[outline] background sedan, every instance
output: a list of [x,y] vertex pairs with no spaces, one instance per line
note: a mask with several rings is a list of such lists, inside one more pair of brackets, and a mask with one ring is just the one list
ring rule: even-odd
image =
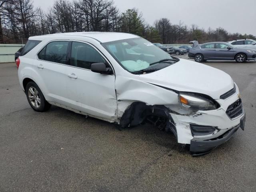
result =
***
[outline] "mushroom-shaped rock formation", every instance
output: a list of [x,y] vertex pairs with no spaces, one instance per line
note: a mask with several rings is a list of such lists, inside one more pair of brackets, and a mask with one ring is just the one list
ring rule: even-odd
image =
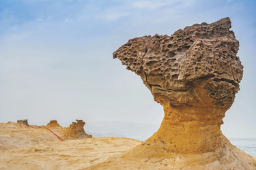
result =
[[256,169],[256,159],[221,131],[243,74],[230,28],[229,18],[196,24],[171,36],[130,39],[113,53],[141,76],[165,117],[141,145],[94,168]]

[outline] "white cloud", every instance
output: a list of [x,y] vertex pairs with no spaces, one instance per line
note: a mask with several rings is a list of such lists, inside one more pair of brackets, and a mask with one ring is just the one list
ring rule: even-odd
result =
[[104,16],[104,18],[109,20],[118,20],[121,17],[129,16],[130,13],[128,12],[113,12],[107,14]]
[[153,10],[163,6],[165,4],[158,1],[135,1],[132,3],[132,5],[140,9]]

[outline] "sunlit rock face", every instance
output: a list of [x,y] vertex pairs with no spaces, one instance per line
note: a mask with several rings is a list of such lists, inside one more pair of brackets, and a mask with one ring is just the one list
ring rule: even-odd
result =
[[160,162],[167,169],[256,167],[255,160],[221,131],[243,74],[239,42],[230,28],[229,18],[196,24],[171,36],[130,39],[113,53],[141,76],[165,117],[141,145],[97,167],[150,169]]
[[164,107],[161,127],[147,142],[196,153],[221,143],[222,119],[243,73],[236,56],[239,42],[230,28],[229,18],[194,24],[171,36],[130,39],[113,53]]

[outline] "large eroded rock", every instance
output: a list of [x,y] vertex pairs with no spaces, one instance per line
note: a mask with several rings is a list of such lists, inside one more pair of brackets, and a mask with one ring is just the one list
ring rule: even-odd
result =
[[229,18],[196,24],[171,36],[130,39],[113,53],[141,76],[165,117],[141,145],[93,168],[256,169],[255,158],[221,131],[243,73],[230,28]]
***
Collect each line from the entries above that contains the word "every", copying each line in full. Treat the match as case-sensitive.

[outline] background sedan, every instance
[outline] "mushroom-shaped rock formation", every instance
[outline] "white cloud", every instance
[outline] "sunlit rock face", every instance
[outline] "large eroded rock", every instance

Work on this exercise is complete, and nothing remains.